• ABOUT THIS EXERCISE: Please copy out the entries below exactly, beginning with the line that contains "find olive green" and ending with the line that contains "find green herb", and include nothing outside that span.

── DATA FOR REVIEW ──

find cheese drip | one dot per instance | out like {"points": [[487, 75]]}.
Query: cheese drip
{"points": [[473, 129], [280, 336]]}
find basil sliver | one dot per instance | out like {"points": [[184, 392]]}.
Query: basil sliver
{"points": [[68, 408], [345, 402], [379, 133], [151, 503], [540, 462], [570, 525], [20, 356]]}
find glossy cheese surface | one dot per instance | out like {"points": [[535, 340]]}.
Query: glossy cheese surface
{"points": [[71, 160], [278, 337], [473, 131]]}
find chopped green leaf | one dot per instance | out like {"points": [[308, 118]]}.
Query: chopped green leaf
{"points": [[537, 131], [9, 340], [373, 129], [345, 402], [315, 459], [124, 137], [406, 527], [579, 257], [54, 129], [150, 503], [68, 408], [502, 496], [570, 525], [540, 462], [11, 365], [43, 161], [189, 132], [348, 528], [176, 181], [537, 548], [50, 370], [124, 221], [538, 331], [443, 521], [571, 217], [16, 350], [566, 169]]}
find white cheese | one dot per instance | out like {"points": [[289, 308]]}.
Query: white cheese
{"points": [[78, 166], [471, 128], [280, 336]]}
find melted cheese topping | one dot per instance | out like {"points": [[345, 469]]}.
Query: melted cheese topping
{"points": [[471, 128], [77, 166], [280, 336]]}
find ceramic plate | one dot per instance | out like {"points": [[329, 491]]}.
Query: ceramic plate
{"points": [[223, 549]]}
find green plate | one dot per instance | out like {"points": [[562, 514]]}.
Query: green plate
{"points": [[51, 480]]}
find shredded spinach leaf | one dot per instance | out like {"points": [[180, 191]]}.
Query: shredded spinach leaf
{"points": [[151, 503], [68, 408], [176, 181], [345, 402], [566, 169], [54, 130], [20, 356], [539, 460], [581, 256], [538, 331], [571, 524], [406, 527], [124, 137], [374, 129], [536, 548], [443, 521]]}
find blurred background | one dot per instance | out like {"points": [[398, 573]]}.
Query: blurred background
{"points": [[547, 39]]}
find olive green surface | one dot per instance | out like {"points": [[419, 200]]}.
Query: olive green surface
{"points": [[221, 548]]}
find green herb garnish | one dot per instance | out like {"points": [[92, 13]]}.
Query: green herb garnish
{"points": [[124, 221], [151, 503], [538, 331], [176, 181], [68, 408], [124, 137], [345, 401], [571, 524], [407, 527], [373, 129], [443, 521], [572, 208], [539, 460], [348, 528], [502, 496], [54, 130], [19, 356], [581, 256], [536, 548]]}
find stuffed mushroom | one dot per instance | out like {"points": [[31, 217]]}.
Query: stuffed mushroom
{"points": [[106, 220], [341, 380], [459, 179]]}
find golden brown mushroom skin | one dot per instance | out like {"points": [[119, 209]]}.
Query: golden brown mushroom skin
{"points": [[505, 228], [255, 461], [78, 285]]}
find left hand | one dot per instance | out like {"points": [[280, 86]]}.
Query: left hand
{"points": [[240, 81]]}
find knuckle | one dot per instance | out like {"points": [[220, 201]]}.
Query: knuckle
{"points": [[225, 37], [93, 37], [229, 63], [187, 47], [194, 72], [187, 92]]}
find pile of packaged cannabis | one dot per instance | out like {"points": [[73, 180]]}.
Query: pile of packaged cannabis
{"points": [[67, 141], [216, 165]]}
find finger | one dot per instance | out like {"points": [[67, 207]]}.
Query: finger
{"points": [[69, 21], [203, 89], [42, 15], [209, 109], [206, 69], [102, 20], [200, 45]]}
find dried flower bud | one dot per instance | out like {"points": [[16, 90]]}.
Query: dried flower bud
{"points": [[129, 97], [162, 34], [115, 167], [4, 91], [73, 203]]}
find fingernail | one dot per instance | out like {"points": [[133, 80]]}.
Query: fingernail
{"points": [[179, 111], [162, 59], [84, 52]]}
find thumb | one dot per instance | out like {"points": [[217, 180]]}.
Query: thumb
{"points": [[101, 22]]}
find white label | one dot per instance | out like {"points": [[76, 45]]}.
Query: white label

───

• RESULT FOR THIS TASK:
find olive green surface | one dot per instance | out like {"points": [[419, 200]]}.
Query: olive green surface
{"points": [[221, 548]]}
find green herb garnish | one dot per instance | out like {"points": [[92, 13]]}.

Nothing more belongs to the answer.